Please repeat exactly the lines below from the one containing "target: forehead" down to the one containing "target: mashed potato", both included, and nothing else.

(Collected data)
Start of Block
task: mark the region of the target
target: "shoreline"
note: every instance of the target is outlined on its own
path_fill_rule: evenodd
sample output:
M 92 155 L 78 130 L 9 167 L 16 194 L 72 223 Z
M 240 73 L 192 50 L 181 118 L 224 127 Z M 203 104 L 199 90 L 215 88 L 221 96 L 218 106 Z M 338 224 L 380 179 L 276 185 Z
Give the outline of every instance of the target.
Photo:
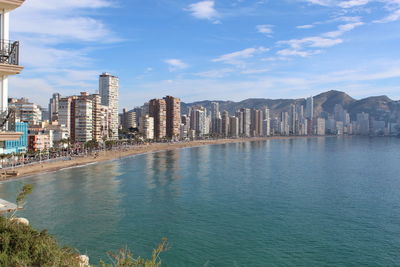
M 32 176 L 36 174 L 57 172 L 63 169 L 84 167 L 91 164 L 97 164 L 106 161 L 118 160 L 130 156 L 143 155 L 147 153 L 157 153 L 161 151 L 170 151 L 184 148 L 194 148 L 207 145 L 220 145 L 230 143 L 246 143 L 268 140 L 284 140 L 284 139 L 299 139 L 299 138 L 315 138 L 316 136 L 272 136 L 272 137 L 254 137 L 254 138 L 241 138 L 241 139 L 218 139 L 218 140 L 196 140 L 189 142 L 179 143 L 152 143 L 148 145 L 141 145 L 127 150 L 120 151 L 105 151 L 95 156 L 74 157 L 68 161 L 45 162 L 42 164 L 35 164 L 29 166 L 17 167 L 14 170 L 19 173 L 15 177 L 7 177 L 1 182 L 17 180 Z

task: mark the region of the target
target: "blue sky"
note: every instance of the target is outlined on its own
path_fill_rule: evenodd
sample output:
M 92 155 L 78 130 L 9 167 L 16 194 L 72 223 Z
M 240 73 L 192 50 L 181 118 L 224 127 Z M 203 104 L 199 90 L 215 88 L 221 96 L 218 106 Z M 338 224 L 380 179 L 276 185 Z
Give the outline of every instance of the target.
M 121 107 L 306 97 L 400 99 L 400 0 L 26 0 L 11 38 L 25 70 L 10 96 L 95 92 L 120 77 Z

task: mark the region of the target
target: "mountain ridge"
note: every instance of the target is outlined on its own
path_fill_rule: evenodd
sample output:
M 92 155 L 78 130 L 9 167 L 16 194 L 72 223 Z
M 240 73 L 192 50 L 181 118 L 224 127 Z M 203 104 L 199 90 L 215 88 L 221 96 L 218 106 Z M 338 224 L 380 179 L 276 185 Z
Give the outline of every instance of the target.
M 261 109 L 268 107 L 272 116 L 279 116 L 281 112 L 290 110 L 290 105 L 297 104 L 306 106 L 306 98 L 248 98 L 239 102 L 223 101 L 223 100 L 202 100 L 192 103 L 182 103 L 182 111 L 187 112 L 189 107 L 203 106 L 207 109 L 211 108 L 211 103 L 220 104 L 220 111 L 228 111 L 234 115 L 236 110 L 240 108 Z M 363 99 L 355 99 L 346 92 L 330 90 L 314 96 L 314 111 L 317 116 L 323 112 L 332 114 L 336 104 L 340 104 L 346 109 L 350 116 L 355 119 L 357 113 L 366 112 L 379 120 L 397 120 L 400 118 L 400 101 L 392 100 L 386 95 L 370 96 Z

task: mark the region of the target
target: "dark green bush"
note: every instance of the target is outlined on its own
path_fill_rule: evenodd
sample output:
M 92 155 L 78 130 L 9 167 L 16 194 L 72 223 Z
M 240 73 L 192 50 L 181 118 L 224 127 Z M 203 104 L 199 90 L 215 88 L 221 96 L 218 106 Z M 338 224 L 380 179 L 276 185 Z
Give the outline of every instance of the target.
M 75 267 L 78 254 L 60 247 L 47 231 L 36 231 L 0 216 L 0 266 Z

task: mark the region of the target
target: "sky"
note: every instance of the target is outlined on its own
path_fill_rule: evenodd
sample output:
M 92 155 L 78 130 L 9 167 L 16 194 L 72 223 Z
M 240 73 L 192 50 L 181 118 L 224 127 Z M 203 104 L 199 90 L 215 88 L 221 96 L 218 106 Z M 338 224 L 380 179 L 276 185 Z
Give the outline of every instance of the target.
M 120 78 L 120 107 L 300 98 L 400 99 L 400 0 L 26 0 L 10 96 L 47 106 Z

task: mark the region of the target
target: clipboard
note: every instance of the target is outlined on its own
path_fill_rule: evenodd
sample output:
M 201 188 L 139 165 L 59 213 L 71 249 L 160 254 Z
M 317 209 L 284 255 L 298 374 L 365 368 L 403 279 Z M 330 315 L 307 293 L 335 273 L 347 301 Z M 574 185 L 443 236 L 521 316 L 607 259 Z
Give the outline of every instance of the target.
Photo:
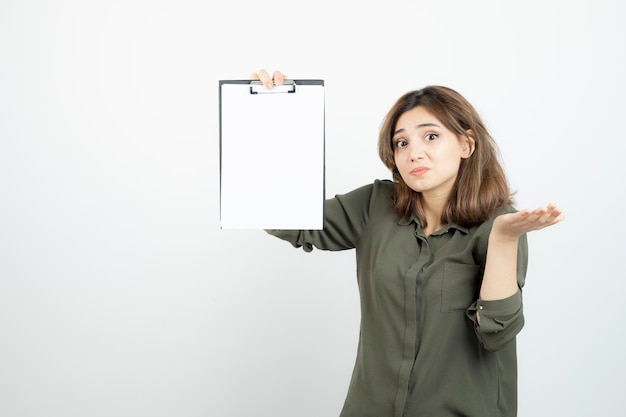
M 220 227 L 324 227 L 323 80 L 220 80 Z

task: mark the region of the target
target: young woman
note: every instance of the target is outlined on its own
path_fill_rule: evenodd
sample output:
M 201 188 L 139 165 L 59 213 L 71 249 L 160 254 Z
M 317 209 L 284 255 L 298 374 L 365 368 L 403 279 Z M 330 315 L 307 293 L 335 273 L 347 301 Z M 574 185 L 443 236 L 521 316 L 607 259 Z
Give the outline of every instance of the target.
M 323 230 L 268 230 L 305 251 L 356 249 L 361 327 L 341 416 L 517 415 L 526 233 L 561 210 L 512 206 L 493 139 L 449 88 L 400 97 L 378 147 L 393 181 L 327 200 Z

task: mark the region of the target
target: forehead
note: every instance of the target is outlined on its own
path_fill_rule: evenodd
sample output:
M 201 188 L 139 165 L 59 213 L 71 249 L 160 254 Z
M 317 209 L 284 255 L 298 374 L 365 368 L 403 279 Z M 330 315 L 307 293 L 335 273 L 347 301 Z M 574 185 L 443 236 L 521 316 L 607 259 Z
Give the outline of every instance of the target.
M 396 122 L 396 126 L 394 129 L 398 131 L 400 129 L 414 129 L 421 128 L 422 126 L 439 126 L 444 128 L 444 124 L 435 117 L 430 111 L 428 111 L 423 106 L 417 106 L 412 108 L 411 110 L 405 111 L 398 117 L 398 121 Z
M 396 122 L 396 127 L 401 128 L 407 127 L 404 125 L 419 125 L 424 123 L 434 123 L 439 126 L 443 126 L 441 120 L 437 119 L 437 117 L 435 117 L 435 115 L 428 111 L 425 107 L 417 106 L 402 113 Z

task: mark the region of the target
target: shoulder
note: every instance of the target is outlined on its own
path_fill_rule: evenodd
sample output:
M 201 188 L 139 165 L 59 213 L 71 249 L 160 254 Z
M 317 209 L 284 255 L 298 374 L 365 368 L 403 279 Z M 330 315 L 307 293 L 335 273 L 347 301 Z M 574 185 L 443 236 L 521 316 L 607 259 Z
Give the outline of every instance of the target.
M 374 182 L 362 185 L 344 194 L 337 194 L 338 198 L 366 198 L 387 196 L 391 197 L 395 190 L 395 184 L 390 180 L 377 179 Z
M 391 180 L 375 180 L 372 187 L 378 194 L 388 195 L 390 197 L 396 190 L 396 185 Z
M 516 213 L 518 210 L 517 208 L 515 208 L 515 206 L 511 205 L 511 204 L 507 204 L 506 206 L 495 210 L 491 216 L 490 216 L 490 221 L 493 221 L 496 217 L 500 216 L 501 214 L 507 214 L 507 213 Z
M 386 212 L 393 208 L 394 190 L 395 185 L 392 181 L 377 179 L 347 193 L 337 194 L 329 201 L 338 203 L 346 210 L 358 208 L 369 214 Z

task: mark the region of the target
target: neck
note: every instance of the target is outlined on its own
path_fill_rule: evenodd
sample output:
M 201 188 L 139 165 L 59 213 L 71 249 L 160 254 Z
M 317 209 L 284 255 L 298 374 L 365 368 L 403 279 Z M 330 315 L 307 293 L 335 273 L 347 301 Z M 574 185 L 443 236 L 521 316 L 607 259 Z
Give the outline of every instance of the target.
M 424 208 L 424 216 L 426 217 L 426 227 L 424 234 L 430 235 L 432 232 L 441 229 L 444 224 L 441 222 L 441 213 L 448 201 L 447 197 L 435 196 L 426 197 L 422 194 L 422 207 Z

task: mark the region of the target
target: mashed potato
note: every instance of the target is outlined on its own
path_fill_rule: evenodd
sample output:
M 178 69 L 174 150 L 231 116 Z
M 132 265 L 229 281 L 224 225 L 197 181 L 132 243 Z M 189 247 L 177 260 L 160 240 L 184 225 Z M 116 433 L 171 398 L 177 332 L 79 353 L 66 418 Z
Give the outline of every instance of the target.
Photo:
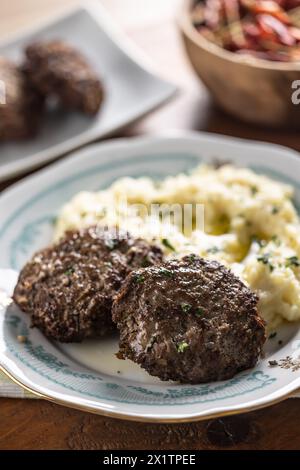
M 162 182 L 122 178 L 107 190 L 77 194 L 62 208 L 55 238 L 95 223 L 116 225 L 159 243 L 169 257 L 217 259 L 257 292 L 274 329 L 300 319 L 300 219 L 292 197 L 291 186 L 232 165 L 201 165 Z M 188 207 L 189 223 L 164 217 L 170 205 Z M 153 206 L 161 212 L 153 214 Z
End of Block
- [Written response]:
target: forehead
note: every instance of the target is outlined on its own
path_fill_rule: evenodd
sample output:
M 201 188 L 139 165 L 59 213 L 71 249 L 160 254 Z
M 317 209 L 284 255 L 298 374 L 365 368 L 403 279 Z M 330 315 L 307 293 L 335 273 L 347 301 Z M 574 185 L 443 236 L 521 316 L 607 259 Z
Give the outline of every instance of the target.
M 396 122 L 396 126 L 394 129 L 398 131 L 400 129 L 414 129 L 421 128 L 422 126 L 439 126 L 444 128 L 444 124 L 435 117 L 430 111 L 428 111 L 423 106 L 417 106 L 412 108 L 411 110 L 405 111 L 398 117 L 398 121 Z
M 396 122 L 396 127 L 401 128 L 407 127 L 404 125 L 419 125 L 424 123 L 434 123 L 439 126 L 443 126 L 441 120 L 437 119 L 437 117 L 435 117 L 435 115 L 428 111 L 425 107 L 417 106 L 402 113 Z

task: mark the region of the target
target: shoulder
note: every instance of the target is outlined on its own
path_fill_rule: evenodd
sample output:
M 201 188 L 139 165 L 59 213 L 71 249 L 160 254 Z
M 317 209 L 284 255 L 298 374 L 365 368 L 403 279 Z M 330 315 L 307 293 L 335 273 L 347 301 Z M 574 185 L 443 236 L 521 316 L 607 259 Z
Give the outline of every instance of the target.
M 374 182 L 362 185 L 344 194 L 337 194 L 338 198 L 366 198 L 387 196 L 391 197 L 395 190 L 395 184 L 390 180 L 377 179 Z
M 391 180 L 375 180 L 372 187 L 378 194 L 388 195 L 390 197 L 396 190 L 396 185 Z
M 516 213 L 518 210 L 517 208 L 515 208 L 515 206 L 511 205 L 511 204 L 507 204 L 506 206 L 495 210 L 491 216 L 490 216 L 490 221 L 493 221 L 496 217 L 500 216 L 501 214 L 507 214 L 507 213 Z
M 386 212 L 393 208 L 394 190 L 395 185 L 392 181 L 377 179 L 347 193 L 337 194 L 329 201 L 338 203 L 346 210 L 358 208 L 369 214 Z

task: mark the region of the target
target: neck
note: every instance of the target is outlined on its own
path_fill_rule: evenodd
sample output:
M 201 188 L 139 165 L 59 213 L 71 249 L 160 254 Z
M 317 209 L 284 255 L 298 374 L 365 368 L 403 279 Z M 330 315 L 307 293 L 335 273 L 347 301 Z M 574 185 L 443 236 L 521 316 L 607 259 Z
Give the outline of every instance of the target.
M 424 208 L 424 216 L 426 217 L 426 227 L 424 234 L 430 235 L 432 232 L 441 229 L 444 224 L 441 222 L 441 213 L 448 201 L 447 197 L 435 196 L 426 197 L 422 194 L 422 207 Z

task: mark the region of the target
target: mashed potato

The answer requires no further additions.